*EXERCISE GOAL:*
Retype, without alteration, each line from the line containing "locate dry grass" to the final line of the records.
==========
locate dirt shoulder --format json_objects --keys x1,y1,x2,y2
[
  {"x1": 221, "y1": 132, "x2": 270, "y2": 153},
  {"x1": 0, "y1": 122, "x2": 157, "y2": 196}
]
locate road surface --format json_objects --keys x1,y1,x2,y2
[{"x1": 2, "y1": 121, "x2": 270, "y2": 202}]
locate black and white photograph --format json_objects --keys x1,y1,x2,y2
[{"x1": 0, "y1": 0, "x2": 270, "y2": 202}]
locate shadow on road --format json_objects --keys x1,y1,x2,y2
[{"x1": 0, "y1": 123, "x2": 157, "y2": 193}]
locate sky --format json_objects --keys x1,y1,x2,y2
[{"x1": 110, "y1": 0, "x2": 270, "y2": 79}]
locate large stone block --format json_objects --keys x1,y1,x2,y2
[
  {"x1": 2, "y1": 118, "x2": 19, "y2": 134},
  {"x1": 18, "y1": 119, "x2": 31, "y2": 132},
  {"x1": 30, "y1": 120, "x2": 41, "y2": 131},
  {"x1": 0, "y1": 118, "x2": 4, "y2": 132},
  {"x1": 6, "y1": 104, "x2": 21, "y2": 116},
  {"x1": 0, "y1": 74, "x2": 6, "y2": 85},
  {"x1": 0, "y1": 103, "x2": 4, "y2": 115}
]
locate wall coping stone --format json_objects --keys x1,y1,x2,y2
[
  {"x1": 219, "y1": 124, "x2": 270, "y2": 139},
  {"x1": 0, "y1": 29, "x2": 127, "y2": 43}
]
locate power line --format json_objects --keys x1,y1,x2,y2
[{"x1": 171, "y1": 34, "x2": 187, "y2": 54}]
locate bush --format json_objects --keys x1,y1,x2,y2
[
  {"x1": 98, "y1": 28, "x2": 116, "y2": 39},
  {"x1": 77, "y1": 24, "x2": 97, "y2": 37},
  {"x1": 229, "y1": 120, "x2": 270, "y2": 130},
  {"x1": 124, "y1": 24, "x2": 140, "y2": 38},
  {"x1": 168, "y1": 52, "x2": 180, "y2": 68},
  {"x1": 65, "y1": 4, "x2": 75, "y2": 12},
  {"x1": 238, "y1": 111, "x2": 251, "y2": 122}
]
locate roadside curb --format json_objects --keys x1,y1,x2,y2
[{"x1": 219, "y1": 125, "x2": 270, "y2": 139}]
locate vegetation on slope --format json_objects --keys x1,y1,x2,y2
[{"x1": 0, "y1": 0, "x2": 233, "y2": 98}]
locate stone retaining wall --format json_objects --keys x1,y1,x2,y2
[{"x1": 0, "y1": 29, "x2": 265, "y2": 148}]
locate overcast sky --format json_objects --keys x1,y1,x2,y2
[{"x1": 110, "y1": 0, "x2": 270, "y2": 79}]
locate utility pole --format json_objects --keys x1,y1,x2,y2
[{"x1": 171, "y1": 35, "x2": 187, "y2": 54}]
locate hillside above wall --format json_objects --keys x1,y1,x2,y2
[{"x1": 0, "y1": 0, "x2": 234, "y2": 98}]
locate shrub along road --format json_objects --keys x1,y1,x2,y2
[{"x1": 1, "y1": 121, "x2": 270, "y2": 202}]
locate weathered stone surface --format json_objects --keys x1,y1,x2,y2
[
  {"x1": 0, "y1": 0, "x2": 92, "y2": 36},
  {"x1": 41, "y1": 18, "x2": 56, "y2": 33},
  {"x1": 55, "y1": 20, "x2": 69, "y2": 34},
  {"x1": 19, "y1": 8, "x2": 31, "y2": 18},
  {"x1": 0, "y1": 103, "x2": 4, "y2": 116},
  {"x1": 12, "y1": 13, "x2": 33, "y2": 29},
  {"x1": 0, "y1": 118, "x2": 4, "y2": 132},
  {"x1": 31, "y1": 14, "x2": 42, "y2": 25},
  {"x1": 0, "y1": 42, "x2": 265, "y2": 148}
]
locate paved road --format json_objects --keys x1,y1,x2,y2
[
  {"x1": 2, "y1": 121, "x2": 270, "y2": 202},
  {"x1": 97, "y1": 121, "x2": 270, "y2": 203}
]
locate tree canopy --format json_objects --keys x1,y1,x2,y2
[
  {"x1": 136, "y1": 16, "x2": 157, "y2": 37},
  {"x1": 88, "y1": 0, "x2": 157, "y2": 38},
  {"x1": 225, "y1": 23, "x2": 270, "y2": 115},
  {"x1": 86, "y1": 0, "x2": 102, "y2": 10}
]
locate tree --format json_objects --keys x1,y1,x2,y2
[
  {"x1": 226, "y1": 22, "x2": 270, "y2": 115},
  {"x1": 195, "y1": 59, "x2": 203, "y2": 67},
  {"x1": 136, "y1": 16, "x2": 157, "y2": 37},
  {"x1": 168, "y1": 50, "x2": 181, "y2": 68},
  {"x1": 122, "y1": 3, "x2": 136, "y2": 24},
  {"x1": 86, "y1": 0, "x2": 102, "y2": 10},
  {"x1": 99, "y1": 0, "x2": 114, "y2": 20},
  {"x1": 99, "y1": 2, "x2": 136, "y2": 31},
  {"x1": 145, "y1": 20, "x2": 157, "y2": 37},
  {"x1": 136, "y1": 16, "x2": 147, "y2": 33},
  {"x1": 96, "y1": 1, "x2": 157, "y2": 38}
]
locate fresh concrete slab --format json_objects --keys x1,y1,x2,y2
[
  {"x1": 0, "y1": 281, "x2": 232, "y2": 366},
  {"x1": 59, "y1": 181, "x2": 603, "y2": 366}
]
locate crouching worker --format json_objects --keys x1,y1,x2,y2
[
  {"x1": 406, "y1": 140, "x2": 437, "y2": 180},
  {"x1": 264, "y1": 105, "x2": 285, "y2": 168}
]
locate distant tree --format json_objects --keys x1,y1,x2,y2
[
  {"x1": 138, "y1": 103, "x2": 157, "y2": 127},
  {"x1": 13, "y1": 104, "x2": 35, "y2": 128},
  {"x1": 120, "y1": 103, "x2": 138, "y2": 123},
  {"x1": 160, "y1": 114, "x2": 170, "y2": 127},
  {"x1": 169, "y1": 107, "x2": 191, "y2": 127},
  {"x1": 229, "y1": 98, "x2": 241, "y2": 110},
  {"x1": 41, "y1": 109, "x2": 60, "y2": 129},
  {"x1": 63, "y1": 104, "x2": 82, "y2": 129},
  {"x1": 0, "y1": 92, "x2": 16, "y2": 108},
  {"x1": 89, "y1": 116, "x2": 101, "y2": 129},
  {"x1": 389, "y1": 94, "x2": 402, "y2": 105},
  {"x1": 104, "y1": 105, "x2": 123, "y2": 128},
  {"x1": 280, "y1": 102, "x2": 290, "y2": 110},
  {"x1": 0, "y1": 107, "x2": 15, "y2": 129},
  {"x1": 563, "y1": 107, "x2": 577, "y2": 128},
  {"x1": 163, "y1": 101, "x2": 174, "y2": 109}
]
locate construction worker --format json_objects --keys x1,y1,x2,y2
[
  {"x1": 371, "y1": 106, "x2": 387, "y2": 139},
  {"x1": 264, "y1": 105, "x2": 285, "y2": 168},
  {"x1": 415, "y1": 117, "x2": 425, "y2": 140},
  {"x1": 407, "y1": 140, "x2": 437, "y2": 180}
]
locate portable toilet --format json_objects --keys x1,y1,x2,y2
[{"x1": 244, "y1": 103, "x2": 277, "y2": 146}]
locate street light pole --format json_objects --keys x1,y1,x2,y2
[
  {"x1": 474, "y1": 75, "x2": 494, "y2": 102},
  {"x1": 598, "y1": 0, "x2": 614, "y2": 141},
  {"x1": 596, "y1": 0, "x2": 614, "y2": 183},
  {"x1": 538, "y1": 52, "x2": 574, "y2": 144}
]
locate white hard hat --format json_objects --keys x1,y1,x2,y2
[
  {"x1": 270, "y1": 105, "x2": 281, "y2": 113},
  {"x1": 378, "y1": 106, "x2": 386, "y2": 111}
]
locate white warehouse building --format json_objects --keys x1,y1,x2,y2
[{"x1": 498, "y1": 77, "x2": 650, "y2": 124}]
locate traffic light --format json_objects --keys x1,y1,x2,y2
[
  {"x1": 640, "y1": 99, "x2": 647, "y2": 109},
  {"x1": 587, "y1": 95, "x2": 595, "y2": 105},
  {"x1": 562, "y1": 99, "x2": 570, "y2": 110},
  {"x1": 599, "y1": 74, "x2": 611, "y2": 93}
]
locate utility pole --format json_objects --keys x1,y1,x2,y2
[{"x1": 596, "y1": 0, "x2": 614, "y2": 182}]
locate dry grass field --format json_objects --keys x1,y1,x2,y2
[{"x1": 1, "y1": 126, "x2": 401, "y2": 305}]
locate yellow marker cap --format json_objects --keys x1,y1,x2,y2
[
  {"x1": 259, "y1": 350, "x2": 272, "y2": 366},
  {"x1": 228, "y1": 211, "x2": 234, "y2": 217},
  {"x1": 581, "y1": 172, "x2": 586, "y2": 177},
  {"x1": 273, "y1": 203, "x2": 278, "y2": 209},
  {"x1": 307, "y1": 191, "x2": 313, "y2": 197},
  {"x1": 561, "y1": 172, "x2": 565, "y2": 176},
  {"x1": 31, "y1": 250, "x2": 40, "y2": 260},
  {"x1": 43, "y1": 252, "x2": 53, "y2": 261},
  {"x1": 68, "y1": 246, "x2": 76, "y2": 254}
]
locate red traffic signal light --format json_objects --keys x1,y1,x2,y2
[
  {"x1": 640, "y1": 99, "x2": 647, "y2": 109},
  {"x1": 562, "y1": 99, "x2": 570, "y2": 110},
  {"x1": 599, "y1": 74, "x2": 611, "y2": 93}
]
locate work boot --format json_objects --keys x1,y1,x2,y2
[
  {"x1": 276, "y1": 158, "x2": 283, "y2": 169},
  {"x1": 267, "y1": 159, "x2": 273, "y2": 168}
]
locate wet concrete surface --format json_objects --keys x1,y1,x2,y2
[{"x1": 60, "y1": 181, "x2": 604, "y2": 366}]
==========
*ANSWER TO THIS TASK:*
locate dry grass field --format json_objects --keys x1,y1,x2,y2
[{"x1": 1, "y1": 126, "x2": 401, "y2": 305}]
locate yellow marker cap --format json_objects --keys x1,y1,x2,y2
[
  {"x1": 259, "y1": 350, "x2": 272, "y2": 366},
  {"x1": 228, "y1": 211, "x2": 234, "y2": 217},
  {"x1": 581, "y1": 172, "x2": 586, "y2": 177},
  {"x1": 273, "y1": 203, "x2": 278, "y2": 209},
  {"x1": 307, "y1": 191, "x2": 313, "y2": 197},
  {"x1": 561, "y1": 172, "x2": 565, "y2": 176},
  {"x1": 31, "y1": 250, "x2": 40, "y2": 260},
  {"x1": 43, "y1": 252, "x2": 53, "y2": 261},
  {"x1": 68, "y1": 246, "x2": 76, "y2": 254}
]
locate red traffic signal light --format json_objects --keys x1,y1,x2,y2
[
  {"x1": 640, "y1": 99, "x2": 647, "y2": 109},
  {"x1": 562, "y1": 99, "x2": 570, "y2": 110},
  {"x1": 599, "y1": 74, "x2": 611, "y2": 93}
]
locate work boot --format json_objects --keys x1,y1,x2,y2
[
  {"x1": 276, "y1": 158, "x2": 283, "y2": 169},
  {"x1": 267, "y1": 159, "x2": 273, "y2": 168}
]
locate wet concrete surface --format json_objects --keys x1,y1,x2,y2
[{"x1": 60, "y1": 181, "x2": 604, "y2": 366}]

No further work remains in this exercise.